Please print the whole listing again, exactly as shown.

■ ■ ■ ■

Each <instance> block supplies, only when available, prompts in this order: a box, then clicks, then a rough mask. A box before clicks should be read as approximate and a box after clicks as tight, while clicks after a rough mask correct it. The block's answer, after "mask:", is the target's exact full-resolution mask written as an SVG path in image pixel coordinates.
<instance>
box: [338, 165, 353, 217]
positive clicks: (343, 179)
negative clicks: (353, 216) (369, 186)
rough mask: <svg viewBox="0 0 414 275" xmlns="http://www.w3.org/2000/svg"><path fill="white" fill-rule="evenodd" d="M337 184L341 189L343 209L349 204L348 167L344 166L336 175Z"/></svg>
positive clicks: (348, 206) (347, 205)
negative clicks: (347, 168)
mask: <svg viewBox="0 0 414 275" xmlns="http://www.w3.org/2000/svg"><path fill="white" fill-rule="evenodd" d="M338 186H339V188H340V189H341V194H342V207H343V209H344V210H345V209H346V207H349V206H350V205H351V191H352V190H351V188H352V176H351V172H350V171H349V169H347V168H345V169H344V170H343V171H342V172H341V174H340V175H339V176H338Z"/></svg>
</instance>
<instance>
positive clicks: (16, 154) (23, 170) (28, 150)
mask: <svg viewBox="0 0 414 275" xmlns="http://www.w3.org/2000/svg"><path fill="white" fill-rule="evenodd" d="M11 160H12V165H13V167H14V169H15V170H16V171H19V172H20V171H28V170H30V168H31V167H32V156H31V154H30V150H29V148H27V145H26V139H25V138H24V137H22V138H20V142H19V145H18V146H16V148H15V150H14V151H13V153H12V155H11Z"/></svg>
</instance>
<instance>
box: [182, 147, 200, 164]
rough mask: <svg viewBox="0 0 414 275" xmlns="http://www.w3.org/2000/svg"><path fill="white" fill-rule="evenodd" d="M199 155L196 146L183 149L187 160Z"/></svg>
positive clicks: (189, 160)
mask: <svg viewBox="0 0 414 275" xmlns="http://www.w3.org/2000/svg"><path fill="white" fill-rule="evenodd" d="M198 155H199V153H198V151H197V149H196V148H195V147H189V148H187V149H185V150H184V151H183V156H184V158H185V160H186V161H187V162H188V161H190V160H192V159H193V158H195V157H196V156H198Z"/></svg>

■ ■ ■ ■

## Task answer
Each <instance> block supplies, only when available, prompts in this order: a box, then clicks, then a rough mask. A box before clicks should be read as approximate and a box after clicks as tight, while clicks after a rough mask correct it. The block's answer, after "mask:", is the target's exact full-resolution mask written as an SVG path in image pixel coordinates.
<instance>
box: [338, 165, 353, 217]
positive clicks: (343, 179)
negative clicks: (353, 216) (369, 186)
rough mask: <svg viewBox="0 0 414 275" xmlns="http://www.w3.org/2000/svg"><path fill="white" fill-rule="evenodd" d="M337 184L341 189L343 209L349 204L348 167L344 166L336 175Z"/></svg>
positive clicks: (348, 206) (347, 205)
negative clicks: (347, 168)
mask: <svg viewBox="0 0 414 275" xmlns="http://www.w3.org/2000/svg"><path fill="white" fill-rule="evenodd" d="M338 186H339V188H340V189H341V194H342V207H343V209H344V210H345V209H346V207H349V206H350V205H351V191H352V190H351V188H352V176H351V172H350V171H349V169H347V168H345V169H344V170H343V171H342V172H341V174H340V175H339V176H338Z"/></svg>
</instance>
<instance>
positive clicks: (16, 154) (23, 170) (28, 150)
mask: <svg viewBox="0 0 414 275" xmlns="http://www.w3.org/2000/svg"><path fill="white" fill-rule="evenodd" d="M11 160H12V165H13V167H14V169H15V170H16V171H19V172H20V171H28V170H30V168H31V167H32V156H31V154H30V150H29V148H27V145H26V139H25V138H24V137H22V138H20V142H19V145H18V146H16V148H15V150H14V151H13V153H12V155H11Z"/></svg>
</instance>
<instance>
box: [182, 147, 200, 164]
rough mask: <svg viewBox="0 0 414 275" xmlns="http://www.w3.org/2000/svg"><path fill="white" fill-rule="evenodd" d="M199 155L196 146L183 149L187 160Z"/></svg>
positive clicks: (189, 160)
mask: <svg viewBox="0 0 414 275" xmlns="http://www.w3.org/2000/svg"><path fill="white" fill-rule="evenodd" d="M198 155H199V153H198V151H197V149H196V148H195V147H189V148H187V149H185V150H184V151H183V156H184V158H185V160H186V161H187V162H188V161H190V160H192V159H193V158H195V157H196V156H198Z"/></svg>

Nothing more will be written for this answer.